• [Excerpted text]:
— Start —
1. Field of the Invention
The present invention relates generally to a personalized arrangement method of data, and more particularly, to a personalized ranking method of audio and video data on Internet.
2. Description of the Related Art
US Patent No. 2010/0138413A1 disclosed a system and method for personalized search, which include a search engine that receives an input from a user, processes a user identification and generates a search result based on the input; and a profiling engine to gather profile data, generate a user profile associated with a user, and rank the search result personalized to the specific user using the user profile.
European Patent No. 1647903A1 disclosed systems and methods that employ user models to personalize queries and/or search results according to information that is relevant to respective user characteristics. The user model may be assembled automatically via an analysis of a user's behavior and other features, such as the user's past events, previous search history, and interactions with the system. Additionally, the user's address or e-mail address can come up with the city where the user is located. For example, when the user looks for “weather,” the information about the weather in the city where the user is located can be automatically found.
Taiwan Patent No. 579478 disclosed that the users' Internet behaviors were recorded and statistically processed via a variety of Internet services where the users' frequencies of utilization, semantic correlation, and satisfaction with the services were compared and analyzed, and then the result of the analyses were employed to recommend which Internet services were applicable for the users.
U.S. Pat. No. 7,620,964 disclosed a recommended television (TV) or broadcast program search device and method, which record the user's viewing programs and viewing time to recommend the user's favorite programs and channels. In this patent, the recommendation refers to the program types and viewing time, and the viewing history information will be erased while a period of time passes.
Taiwan Patent No. 446933 disclosed a device capable of analyzing voice for identifying emotion and this device could be applied to multimedia applications, especially in lie detection.
However, none of the above devices or methods is directed to searching video and audio data on Internet and arranging or ranking the data according to the user's personal preference after they are downloaded.
— End —
• [Rows]:
— Start —
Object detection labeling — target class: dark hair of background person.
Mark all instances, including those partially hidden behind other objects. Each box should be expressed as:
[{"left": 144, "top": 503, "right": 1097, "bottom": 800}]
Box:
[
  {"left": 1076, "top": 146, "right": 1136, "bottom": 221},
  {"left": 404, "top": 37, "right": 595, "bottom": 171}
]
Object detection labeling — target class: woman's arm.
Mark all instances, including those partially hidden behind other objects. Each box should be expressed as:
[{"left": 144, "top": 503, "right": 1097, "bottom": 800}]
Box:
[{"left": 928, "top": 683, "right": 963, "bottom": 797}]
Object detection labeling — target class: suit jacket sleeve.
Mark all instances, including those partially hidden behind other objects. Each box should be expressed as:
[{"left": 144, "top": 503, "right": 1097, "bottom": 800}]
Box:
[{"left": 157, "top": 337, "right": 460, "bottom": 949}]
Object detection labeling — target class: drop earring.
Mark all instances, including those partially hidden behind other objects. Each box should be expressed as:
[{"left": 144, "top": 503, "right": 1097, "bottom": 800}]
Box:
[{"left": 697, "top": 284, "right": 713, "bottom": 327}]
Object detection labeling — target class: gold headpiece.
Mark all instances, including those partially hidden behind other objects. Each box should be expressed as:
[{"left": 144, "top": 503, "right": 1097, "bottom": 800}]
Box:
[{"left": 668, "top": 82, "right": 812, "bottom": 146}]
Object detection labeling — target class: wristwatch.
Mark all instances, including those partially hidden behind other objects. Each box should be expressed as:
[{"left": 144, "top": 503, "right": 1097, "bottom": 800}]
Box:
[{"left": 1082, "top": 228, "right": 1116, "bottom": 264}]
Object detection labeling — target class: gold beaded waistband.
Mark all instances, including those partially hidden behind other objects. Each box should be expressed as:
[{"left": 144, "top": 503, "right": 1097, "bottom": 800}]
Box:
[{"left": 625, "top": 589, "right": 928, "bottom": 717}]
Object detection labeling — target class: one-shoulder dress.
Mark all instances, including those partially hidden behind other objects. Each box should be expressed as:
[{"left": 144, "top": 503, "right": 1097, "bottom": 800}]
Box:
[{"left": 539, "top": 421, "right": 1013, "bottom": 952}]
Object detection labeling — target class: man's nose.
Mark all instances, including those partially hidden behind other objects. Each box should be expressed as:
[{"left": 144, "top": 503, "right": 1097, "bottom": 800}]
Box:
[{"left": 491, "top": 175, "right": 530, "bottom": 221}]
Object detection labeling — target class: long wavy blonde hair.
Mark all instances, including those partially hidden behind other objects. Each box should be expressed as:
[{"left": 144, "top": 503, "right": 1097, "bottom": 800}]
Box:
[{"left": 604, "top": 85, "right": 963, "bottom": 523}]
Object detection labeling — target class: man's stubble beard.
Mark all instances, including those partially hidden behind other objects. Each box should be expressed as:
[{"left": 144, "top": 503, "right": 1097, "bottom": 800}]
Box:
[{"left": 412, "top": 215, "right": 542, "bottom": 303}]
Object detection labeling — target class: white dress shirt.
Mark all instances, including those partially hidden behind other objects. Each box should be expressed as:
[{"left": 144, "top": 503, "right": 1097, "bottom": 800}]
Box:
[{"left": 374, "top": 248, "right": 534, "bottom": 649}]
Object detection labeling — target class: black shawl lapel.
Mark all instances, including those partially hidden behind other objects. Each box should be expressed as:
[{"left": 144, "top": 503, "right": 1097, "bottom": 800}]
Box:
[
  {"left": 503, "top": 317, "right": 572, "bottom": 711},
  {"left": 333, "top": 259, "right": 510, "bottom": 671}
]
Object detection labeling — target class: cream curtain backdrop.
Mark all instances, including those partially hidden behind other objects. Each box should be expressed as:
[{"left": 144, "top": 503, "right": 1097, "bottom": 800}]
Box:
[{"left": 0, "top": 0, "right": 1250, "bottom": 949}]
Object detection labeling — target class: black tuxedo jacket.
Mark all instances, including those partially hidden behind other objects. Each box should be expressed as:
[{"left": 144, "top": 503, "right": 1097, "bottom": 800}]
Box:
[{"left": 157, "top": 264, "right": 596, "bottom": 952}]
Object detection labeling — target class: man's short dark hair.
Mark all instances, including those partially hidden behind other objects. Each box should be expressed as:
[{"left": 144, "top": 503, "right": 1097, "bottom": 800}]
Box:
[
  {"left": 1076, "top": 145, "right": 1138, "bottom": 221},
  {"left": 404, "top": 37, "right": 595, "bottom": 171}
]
— End —
• [Exercise details]: Using the patent background on personalized ranking of audio and video data, decide whether each statement agrees with it. Answer yes or no for each and quote the deciding words. 1. The device in U.S. Pat. No. 7,620,964 keeps the user's viewing history permanently. 2. Taiwan Patent No. 446933 describes a device that analyzes voice to identify emotion. 3. In European Patent No. 1647903A1, the user's e-mail address can be used to find the city where the user is located.

• [Reply to the exercise]:
1. No: "the viewing history information will be erased while a period of time passes."
2. Yes: "a device capable of analyzing voice for identifying emotion"
3. Yes: "the user's address or e-mail address can come up with the city where the user is located"